→ Your instructions: Look through the entries below and report every line that has "above".

→ Data supplied:
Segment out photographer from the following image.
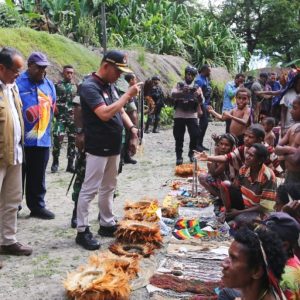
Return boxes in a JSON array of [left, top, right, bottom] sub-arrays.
[[171, 66, 203, 165]]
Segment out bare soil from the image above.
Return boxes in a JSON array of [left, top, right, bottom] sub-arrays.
[[0, 122, 224, 300]]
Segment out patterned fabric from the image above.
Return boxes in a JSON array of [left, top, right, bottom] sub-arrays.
[[226, 144, 283, 177], [239, 164, 277, 212], [17, 71, 56, 147], [280, 256, 300, 300]]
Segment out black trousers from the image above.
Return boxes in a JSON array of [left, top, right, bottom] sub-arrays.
[[173, 118, 199, 159], [23, 147, 49, 212], [198, 104, 208, 147]]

→ Result below:
Segment out bare soil from the image above.
Segment out patterned fabric from the image above.
Segment out black trousers from the image above.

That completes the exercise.